Attorneys who filed Bright’s complaint against Health and Human Services announced the development, but representatives for the Office of Special Counsel declined to comment.

“The OSC has made a threshold determination that HHS violated the Whistleblower Protection Act by removing Dr. Bright from his position because he made protected disclosures in the best interest of the American public,” Bright’s attorneys Debra Katz and Lisa Banks wrote.

In this image provided by Public Health Emergency, a department of Health and Human Services, Rick Bright is shown in his official photo from April 27, 2017, in Washington. Bright filed a complaint May 5, 2020, with the Office of Special Counsel, a government agency responsible for whistleblower complaints. He’s the former director of the Biomedical Advanced Research and Development Authority. Bright alleges he was removed from his job and reassigned to a lesser role because he resisted political pressure to allow widespread use of hydroxychloroquine, a malaria drug favored by President Donald Trump. (Health and Human Services via AP)

Katz and Banks said the head of HHS should accept the watchdog’s request to “stay Dr. Bright’s removal from BARDA.”

Bright headed BARDA, short for Biomedical Advanced Research and Development Authority, before butting heads with the political leadership of HHS.

As noted in the doctor’s 57-page complaint Tuesday, the Trump administration planted the seeds of corruption within the public health agency years before the world would experience the ravages of Covid-19.

Bright claims that his immediate supervisor, Assistant Secretary for Response and Preparedness Robert Kadlec, allowed industry consultant John Clerici to peddle a contract based on connections to the president’s son-in-law Jared Kushner in 2017.

After the pandemic struck, Kushner became the head of what has become known as a shadow coronavirus task force, and Bright claims that the White House started pressuring public health officials to cut corners to keep New York and New Jersey “flooded” with antimalaria pills that could enrich a political donor.

################

◆ **EXERCISE REQUIREMENTS**:
[a] According to the article about Rick Bright's complaint, how many pages long is the complaint he filed on Tuesday?
[b] List every person named in the article about Rick Bright's complaint.
[c] Retype the part of the article about Rick Bright's complaint that opens with the words containing "Katz and Banks" and closes with "Kushner in 2017.".
None of the data that comes next is needed.

◆ **INFORMATION**:
################

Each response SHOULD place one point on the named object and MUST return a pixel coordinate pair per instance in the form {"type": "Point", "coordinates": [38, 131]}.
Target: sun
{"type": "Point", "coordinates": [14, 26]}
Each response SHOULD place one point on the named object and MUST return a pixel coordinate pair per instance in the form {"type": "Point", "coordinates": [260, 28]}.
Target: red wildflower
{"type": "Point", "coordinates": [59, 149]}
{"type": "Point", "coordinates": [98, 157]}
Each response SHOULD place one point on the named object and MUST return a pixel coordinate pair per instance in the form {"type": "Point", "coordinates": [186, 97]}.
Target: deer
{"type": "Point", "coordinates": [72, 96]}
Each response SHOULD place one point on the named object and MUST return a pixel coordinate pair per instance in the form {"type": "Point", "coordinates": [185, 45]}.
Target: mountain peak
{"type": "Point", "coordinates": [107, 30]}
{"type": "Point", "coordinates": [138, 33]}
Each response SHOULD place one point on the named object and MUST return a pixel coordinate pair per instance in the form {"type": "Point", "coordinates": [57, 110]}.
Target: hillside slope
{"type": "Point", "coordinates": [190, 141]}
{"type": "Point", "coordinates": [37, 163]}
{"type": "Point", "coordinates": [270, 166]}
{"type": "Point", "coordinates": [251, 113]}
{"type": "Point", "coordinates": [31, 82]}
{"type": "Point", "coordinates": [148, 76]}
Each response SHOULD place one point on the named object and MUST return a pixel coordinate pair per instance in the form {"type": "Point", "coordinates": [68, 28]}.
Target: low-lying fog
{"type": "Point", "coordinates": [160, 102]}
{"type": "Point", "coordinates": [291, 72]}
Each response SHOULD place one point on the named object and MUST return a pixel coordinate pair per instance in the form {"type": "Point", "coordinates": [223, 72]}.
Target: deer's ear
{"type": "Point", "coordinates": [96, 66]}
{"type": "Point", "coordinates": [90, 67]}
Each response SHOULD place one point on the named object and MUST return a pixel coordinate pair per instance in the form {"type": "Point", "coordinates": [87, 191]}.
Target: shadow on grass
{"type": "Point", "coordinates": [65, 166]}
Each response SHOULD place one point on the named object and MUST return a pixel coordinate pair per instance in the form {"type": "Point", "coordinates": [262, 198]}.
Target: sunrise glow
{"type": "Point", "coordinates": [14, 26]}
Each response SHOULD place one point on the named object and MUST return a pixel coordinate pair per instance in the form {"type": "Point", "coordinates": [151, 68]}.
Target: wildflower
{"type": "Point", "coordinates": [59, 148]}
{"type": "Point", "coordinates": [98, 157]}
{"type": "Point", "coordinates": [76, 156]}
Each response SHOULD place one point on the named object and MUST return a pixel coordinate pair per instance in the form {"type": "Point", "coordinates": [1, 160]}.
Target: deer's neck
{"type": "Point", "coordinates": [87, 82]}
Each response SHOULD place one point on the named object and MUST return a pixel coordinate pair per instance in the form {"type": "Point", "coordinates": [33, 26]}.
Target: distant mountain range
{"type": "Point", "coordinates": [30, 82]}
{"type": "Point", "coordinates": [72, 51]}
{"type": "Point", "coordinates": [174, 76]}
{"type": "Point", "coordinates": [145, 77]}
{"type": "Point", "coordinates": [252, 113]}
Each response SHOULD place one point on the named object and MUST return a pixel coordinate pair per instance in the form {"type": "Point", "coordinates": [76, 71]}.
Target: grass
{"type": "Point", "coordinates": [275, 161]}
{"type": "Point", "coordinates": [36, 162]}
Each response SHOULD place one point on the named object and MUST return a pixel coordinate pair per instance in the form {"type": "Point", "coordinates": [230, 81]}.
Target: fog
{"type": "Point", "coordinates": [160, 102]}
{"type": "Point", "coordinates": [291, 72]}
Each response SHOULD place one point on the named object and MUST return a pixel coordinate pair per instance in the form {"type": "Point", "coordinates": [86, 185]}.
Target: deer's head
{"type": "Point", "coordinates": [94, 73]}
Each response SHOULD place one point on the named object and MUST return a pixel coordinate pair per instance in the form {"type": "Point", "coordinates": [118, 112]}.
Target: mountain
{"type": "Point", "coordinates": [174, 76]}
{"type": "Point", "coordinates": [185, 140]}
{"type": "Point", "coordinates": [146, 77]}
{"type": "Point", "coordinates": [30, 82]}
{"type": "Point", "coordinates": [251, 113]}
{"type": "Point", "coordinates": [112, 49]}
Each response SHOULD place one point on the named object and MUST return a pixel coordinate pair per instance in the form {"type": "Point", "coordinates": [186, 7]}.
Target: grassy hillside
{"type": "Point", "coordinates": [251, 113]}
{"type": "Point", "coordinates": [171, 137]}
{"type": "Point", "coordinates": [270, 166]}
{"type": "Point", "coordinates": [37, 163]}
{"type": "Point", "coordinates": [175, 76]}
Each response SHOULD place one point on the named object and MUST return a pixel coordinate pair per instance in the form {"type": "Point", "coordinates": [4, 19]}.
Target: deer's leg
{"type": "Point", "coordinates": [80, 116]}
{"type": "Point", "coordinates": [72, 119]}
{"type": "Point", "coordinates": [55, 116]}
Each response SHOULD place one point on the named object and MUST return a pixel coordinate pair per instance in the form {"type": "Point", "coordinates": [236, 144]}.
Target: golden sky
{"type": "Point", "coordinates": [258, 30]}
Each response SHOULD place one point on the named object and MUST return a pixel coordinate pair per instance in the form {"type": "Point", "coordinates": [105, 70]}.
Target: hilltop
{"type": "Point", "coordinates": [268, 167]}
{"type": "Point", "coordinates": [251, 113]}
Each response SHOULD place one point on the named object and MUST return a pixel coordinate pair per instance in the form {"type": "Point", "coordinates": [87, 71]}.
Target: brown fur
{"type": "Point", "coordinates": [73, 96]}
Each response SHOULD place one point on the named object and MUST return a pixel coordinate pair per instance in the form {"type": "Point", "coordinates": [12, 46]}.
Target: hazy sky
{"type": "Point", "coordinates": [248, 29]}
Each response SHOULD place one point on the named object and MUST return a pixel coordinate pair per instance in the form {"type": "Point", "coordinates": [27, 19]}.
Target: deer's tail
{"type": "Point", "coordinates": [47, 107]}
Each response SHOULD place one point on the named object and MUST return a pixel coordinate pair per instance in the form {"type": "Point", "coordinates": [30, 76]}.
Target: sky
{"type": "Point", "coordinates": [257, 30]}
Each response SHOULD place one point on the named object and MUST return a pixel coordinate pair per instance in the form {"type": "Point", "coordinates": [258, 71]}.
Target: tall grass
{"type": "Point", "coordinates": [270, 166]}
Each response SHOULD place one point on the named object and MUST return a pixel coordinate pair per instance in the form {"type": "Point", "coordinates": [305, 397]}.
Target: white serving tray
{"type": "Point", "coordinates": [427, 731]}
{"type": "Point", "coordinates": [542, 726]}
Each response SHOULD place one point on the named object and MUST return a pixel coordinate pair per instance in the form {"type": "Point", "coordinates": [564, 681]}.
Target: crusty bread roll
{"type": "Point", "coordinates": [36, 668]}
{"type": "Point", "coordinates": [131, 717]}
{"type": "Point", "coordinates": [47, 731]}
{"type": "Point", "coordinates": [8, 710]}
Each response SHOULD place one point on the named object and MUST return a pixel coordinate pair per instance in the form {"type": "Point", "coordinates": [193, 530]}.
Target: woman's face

################

◆ **REPLIES**:
[a] 57 pages

[b] Rick Bright, Debra Katz, Lisa Banks, Donald Trump, Robert Kadlec, John Clerici, Jared Kushner

[c]
Katz and Banks said the head of HHS should accept the watchdog’s request to “stay Dr. Bright’s removal from BARDA.”

Bright headed BARDA, short for Biomedical Advanced Research and Development Authority, before butting heads with the political leadership of HHS.

As noted in the doctor’s 57-page complaint Tuesday, the Trump administration planted the seeds of corruption within the public health agency years before the world would experience the ravages of Covid-19.

Bright claims that his immediate supervisor, Assistant Secretary for Response and Preparedness Robert Kadlec, allowed industry consultant John Clerici to peddle a contract based on connections to the president’s son-in-law Jared Kushner in 2017.